## Task description
Would you copy only the lines below, beginning with the one that contains "of the dirt" and running through the last entry line?

## Data provided
::::::::::
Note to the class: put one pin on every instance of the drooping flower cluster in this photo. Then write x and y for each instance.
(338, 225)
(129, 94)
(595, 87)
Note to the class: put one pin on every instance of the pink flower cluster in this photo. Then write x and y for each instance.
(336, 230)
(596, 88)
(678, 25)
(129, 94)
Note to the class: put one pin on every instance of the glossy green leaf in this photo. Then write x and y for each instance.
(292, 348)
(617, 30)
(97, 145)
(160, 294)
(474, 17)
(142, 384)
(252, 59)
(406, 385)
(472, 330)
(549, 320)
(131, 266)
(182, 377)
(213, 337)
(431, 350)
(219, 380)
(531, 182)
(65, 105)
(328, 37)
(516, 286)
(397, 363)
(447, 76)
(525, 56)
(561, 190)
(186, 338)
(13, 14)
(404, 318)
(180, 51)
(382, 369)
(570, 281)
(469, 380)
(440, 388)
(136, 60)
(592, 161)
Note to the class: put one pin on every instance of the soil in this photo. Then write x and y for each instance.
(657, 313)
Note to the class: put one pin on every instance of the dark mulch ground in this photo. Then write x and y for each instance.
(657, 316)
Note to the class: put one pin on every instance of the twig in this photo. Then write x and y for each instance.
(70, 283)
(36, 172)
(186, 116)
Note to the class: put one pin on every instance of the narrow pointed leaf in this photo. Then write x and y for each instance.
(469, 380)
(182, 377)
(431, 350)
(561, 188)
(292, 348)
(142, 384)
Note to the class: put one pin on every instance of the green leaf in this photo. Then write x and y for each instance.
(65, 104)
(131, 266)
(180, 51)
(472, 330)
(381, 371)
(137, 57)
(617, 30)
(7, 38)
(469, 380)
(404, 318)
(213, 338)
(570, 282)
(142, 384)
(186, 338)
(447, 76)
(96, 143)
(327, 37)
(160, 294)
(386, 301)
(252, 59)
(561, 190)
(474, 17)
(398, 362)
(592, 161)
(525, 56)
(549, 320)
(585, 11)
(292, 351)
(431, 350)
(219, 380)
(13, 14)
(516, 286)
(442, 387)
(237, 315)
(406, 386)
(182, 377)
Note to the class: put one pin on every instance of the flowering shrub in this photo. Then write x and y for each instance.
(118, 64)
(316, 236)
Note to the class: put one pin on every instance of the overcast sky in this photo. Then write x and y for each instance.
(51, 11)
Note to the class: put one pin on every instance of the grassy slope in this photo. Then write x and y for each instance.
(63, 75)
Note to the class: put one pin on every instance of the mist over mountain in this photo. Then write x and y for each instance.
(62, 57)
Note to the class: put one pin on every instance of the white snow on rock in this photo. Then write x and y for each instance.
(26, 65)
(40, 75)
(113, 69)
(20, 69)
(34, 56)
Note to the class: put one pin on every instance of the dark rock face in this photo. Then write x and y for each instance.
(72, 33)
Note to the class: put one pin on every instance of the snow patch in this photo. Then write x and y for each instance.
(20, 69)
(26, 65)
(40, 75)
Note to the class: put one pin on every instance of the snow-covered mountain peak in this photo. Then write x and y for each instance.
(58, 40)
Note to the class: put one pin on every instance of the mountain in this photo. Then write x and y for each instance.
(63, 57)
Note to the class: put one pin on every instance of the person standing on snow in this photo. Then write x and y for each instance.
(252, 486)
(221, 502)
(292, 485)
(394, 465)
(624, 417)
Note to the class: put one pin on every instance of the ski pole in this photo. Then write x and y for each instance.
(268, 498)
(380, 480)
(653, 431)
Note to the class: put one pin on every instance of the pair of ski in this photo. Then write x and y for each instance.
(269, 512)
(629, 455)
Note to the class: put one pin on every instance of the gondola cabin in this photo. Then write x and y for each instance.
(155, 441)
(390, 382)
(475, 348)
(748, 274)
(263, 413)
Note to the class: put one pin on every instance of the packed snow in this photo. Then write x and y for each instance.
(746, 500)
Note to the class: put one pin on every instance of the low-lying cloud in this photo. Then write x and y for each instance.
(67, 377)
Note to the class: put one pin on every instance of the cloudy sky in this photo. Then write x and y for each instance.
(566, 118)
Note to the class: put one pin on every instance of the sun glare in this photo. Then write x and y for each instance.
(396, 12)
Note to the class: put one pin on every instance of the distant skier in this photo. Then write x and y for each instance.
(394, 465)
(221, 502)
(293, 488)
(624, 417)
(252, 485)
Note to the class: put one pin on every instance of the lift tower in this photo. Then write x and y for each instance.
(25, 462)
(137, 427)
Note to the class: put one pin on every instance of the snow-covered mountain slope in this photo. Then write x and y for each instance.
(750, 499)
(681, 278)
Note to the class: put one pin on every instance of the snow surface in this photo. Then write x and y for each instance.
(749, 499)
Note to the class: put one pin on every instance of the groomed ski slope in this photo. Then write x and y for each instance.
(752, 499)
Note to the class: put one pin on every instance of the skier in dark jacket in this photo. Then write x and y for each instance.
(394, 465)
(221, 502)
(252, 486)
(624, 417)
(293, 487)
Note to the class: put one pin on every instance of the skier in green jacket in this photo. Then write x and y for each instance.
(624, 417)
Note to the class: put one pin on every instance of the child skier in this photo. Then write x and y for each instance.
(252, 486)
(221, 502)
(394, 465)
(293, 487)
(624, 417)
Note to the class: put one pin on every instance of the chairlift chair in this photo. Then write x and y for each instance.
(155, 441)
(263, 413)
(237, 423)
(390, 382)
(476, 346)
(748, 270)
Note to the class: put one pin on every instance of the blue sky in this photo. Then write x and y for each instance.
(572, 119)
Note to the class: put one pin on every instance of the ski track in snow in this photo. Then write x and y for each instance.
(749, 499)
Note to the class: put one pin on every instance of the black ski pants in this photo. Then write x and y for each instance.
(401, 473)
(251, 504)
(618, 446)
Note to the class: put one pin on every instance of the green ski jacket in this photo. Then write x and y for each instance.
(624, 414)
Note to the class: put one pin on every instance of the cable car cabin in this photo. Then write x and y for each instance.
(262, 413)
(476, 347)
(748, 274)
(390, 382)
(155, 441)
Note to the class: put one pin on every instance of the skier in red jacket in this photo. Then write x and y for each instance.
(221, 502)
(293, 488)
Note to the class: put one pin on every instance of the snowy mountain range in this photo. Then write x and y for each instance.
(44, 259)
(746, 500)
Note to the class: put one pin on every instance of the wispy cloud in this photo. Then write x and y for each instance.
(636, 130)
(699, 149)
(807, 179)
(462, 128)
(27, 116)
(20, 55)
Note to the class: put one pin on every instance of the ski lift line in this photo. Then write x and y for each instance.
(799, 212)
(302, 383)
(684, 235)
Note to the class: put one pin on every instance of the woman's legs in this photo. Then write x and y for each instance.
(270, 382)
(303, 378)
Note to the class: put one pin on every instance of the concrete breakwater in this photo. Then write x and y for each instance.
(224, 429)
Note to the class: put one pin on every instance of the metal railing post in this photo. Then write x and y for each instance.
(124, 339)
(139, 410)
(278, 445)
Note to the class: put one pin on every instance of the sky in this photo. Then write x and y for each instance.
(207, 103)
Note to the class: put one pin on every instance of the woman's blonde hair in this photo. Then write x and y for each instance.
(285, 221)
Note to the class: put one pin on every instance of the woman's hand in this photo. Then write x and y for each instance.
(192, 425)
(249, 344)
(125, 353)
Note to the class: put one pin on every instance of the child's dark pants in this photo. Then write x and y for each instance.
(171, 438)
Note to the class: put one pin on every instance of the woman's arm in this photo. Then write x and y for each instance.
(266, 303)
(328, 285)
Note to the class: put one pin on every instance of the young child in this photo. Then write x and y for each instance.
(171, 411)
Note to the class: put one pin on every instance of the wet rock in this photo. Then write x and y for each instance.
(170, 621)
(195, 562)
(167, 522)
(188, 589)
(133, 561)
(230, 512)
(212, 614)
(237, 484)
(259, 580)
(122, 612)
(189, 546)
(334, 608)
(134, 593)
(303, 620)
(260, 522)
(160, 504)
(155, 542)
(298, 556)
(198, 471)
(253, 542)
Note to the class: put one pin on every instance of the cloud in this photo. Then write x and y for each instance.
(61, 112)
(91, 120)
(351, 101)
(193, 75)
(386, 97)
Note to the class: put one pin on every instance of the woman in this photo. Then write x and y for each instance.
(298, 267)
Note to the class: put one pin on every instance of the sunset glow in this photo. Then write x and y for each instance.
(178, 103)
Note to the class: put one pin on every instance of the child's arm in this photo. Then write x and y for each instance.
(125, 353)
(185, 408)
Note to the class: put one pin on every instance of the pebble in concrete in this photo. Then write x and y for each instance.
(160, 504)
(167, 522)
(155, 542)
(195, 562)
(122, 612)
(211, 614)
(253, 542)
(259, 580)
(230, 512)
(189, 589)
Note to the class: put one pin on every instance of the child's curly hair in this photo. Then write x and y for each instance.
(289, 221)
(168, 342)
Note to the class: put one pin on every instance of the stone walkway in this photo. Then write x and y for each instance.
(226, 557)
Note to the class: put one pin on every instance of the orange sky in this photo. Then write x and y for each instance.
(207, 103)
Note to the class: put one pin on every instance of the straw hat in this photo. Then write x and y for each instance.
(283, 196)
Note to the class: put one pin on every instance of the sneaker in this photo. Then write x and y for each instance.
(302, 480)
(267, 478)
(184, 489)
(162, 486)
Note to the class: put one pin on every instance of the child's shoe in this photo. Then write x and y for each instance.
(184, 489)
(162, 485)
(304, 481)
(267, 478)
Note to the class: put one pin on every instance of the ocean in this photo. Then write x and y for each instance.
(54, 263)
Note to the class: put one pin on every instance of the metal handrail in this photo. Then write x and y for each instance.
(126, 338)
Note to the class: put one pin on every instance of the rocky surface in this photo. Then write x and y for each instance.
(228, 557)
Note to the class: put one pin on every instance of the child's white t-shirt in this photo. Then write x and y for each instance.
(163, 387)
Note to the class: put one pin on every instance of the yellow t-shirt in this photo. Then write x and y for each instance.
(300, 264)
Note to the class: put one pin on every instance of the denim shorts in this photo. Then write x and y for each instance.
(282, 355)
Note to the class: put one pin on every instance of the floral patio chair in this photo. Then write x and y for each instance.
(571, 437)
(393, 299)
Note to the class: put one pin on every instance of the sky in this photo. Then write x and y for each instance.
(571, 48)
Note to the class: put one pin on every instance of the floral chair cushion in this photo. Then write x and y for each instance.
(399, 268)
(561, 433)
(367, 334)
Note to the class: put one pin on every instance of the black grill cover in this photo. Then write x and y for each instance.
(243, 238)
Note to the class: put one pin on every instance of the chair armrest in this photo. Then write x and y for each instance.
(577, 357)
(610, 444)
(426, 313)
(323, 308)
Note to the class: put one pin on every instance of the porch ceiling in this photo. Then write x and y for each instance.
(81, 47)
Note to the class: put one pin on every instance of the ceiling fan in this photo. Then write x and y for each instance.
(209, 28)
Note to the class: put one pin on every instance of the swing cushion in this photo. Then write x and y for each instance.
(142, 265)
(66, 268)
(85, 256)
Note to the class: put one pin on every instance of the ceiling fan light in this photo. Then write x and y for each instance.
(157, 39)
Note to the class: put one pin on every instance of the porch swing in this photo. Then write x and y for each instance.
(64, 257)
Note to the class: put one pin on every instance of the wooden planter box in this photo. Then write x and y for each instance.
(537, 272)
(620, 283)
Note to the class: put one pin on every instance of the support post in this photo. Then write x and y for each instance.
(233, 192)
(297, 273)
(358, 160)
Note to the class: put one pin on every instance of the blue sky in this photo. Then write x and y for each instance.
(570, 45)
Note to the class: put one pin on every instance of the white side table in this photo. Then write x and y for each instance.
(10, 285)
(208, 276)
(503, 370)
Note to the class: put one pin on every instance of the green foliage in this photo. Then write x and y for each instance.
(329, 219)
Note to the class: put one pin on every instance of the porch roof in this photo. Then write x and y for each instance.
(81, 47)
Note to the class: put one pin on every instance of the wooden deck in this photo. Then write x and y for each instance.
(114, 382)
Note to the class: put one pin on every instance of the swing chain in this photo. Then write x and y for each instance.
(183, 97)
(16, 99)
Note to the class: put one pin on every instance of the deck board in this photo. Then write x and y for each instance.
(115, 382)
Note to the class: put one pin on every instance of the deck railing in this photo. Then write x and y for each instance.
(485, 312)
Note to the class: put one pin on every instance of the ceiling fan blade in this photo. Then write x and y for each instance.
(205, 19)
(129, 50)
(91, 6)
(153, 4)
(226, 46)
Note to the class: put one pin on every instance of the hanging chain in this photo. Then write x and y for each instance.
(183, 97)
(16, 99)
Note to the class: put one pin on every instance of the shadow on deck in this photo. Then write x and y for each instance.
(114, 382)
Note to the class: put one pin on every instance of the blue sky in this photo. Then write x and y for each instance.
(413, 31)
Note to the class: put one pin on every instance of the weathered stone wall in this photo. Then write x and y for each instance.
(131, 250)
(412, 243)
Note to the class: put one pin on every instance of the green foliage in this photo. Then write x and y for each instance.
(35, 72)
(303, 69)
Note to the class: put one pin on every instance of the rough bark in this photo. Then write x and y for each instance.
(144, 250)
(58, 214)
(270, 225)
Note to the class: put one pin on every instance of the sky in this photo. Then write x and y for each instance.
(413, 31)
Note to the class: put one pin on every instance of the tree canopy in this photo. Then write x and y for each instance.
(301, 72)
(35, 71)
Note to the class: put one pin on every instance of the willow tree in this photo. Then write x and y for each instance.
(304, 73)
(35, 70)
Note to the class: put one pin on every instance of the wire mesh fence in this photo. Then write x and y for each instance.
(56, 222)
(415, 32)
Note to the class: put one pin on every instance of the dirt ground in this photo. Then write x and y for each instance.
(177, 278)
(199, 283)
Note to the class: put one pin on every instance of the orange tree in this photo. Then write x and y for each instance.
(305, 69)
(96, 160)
::::::::::
## Solution to the exercise
Note to the class: put one pin on every instance of the dirt ground in this photo. Then write x and y for each instance.
(177, 278)
(199, 283)
Note to the class: put one pin on every instance of the orange tree in this photo. Then write x and y for each instance.
(305, 69)
(96, 160)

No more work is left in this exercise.